— START OF DATASET ENTRIES —
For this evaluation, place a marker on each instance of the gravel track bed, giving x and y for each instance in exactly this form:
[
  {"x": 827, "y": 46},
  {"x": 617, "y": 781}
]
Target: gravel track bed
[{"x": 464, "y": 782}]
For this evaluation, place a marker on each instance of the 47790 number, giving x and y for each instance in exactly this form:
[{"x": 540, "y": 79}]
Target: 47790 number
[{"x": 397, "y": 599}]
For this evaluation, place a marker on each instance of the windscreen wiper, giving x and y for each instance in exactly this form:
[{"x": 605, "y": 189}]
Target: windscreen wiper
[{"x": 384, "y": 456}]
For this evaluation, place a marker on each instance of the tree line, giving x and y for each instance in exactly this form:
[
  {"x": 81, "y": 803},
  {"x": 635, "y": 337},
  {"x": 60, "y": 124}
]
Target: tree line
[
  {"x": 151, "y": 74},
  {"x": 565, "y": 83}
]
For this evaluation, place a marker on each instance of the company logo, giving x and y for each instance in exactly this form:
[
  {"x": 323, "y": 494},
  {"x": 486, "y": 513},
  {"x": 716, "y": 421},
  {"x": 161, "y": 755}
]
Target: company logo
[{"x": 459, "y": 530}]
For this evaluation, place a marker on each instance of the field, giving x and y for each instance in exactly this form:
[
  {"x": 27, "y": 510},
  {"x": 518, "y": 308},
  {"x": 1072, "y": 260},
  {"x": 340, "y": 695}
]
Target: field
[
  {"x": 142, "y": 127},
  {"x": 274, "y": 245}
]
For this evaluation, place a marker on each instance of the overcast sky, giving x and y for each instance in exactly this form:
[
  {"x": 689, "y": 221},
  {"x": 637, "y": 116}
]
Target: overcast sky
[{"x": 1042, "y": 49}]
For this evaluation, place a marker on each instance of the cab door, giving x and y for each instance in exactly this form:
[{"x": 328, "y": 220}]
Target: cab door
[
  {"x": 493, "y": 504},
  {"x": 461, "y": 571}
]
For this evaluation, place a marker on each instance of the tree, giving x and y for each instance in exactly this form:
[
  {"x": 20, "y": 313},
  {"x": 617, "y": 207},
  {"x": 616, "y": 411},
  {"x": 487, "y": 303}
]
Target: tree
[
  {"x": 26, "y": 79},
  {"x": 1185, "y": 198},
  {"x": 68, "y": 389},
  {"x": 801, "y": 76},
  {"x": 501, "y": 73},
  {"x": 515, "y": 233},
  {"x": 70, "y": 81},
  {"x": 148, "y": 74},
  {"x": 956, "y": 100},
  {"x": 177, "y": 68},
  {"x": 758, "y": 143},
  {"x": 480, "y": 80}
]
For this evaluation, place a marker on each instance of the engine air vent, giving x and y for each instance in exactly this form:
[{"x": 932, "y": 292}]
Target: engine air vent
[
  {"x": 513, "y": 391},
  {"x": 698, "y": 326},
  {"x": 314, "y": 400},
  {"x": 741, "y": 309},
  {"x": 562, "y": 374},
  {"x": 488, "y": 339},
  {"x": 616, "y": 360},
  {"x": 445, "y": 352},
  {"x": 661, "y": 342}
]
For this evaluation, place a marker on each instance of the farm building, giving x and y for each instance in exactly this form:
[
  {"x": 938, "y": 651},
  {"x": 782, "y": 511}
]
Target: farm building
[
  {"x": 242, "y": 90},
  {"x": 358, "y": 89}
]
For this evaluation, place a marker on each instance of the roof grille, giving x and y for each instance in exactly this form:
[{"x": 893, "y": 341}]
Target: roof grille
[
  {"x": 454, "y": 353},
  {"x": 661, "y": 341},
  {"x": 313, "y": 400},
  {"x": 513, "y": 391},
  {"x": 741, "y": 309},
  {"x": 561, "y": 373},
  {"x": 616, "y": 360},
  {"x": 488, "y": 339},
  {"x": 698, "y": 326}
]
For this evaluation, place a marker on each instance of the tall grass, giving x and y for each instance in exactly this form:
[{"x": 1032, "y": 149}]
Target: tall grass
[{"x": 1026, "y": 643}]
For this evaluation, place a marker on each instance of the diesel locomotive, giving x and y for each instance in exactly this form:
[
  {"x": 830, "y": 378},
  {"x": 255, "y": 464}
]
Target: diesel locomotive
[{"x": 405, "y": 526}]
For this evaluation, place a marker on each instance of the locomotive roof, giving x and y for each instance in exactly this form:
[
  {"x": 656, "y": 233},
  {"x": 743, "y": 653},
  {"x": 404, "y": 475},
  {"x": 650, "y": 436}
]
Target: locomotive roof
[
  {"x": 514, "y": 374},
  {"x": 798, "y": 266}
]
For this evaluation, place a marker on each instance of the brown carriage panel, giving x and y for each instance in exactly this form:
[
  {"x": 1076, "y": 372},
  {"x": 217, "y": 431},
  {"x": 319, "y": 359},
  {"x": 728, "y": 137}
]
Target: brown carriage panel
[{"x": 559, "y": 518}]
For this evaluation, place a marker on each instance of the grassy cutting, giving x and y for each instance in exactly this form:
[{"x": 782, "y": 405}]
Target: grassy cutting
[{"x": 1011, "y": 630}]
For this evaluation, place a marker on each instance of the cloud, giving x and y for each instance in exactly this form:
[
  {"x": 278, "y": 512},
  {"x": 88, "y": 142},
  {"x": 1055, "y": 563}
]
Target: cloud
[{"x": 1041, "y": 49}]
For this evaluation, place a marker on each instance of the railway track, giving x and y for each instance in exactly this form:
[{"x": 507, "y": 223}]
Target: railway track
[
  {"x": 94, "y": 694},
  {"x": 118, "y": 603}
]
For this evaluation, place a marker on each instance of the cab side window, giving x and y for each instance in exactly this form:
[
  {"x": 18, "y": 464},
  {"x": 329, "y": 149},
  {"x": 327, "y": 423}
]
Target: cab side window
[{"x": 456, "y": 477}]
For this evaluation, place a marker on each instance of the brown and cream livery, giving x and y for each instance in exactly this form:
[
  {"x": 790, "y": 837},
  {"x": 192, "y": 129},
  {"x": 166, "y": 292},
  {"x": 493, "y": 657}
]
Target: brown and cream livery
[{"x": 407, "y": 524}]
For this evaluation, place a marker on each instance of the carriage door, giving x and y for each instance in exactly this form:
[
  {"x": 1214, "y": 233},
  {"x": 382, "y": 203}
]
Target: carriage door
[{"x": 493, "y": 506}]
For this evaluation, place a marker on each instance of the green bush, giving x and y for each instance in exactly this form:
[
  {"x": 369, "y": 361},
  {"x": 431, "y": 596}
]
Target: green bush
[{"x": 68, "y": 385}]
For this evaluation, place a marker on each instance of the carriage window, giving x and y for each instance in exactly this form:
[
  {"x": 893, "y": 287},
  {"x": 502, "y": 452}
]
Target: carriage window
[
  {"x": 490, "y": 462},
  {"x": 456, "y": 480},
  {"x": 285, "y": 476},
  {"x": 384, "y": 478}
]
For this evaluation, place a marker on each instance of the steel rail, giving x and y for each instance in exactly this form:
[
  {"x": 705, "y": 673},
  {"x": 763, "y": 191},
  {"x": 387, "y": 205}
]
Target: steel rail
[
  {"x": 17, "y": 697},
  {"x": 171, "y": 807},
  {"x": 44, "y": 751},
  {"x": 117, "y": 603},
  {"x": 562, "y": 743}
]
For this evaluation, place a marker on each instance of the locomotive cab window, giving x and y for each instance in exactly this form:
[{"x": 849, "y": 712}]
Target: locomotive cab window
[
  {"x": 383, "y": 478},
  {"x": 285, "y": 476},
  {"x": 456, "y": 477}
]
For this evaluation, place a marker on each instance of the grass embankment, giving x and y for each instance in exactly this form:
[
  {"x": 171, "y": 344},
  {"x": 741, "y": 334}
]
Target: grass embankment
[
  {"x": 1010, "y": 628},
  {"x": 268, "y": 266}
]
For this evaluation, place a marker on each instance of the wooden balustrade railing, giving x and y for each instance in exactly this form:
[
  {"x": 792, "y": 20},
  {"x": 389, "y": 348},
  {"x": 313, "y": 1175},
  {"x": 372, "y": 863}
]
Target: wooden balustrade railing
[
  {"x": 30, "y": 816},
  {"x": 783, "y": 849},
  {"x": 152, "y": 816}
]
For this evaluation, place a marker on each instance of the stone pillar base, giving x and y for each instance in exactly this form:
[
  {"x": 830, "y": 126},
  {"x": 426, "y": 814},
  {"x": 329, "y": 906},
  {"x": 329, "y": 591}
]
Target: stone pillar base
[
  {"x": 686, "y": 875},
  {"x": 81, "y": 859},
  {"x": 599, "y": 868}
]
— END OF DATASET ENTRIES —
YOUR GOAL: Give back exactly the lines from the line holding "the locomotive cab" through the last line of the listing, including both.

RESPONSE TO THIS EXERCISE:
For this evaluation, place a marker on each instance of the locomotive cab window, giving x and y for each instance in exactly this form:
[{"x": 849, "y": 712}]
Target: locomotive cab window
[
  {"x": 383, "y": 478},
  {"x": 285, "y": 476},
  {"x": 456, "y": 477}
]
For this evaluation, place a marker on each instance of the grass embankment, giving x and y for each instance in exactly this form:
[
  {"x": 171, "y": 344},
  {"x": 741, "y": 334}
]
Target: grass embankment
[
  {"x": 1010, "y": 628},
  {"x": 268, "y": 266}
]
For this evaluation, place a marker on each instance of the wooden balustrade railing, giving x and y for each instance in exactly this form:
[
  {"x": 792, "y": 20},
  {"x": 389, "y": 348},
  {"x": 313, "y": 1175},
  {"x": 372, "y": 863}
]
Target: wooden balustrade railing
[
  {"x": 30, "y": 816},
  {"x": 783, "y": 849},
  {"x": 152, "y": 816}
]
For this evaluation, place a marker on each instance of the stone pillar base, giving x and y for each instance in exactly this form:
[
  {"x": 830, "y": 126},
  {"x": 426, "y": 814},
  {"x": 329, "y": 906},
  {"x": 329, "y": 591}
]
Target: stone pillar base
[
  {"x": 686, "y": 875},
  {"x": 81, "y": 859},
  {"x": 599, "y": 868}
]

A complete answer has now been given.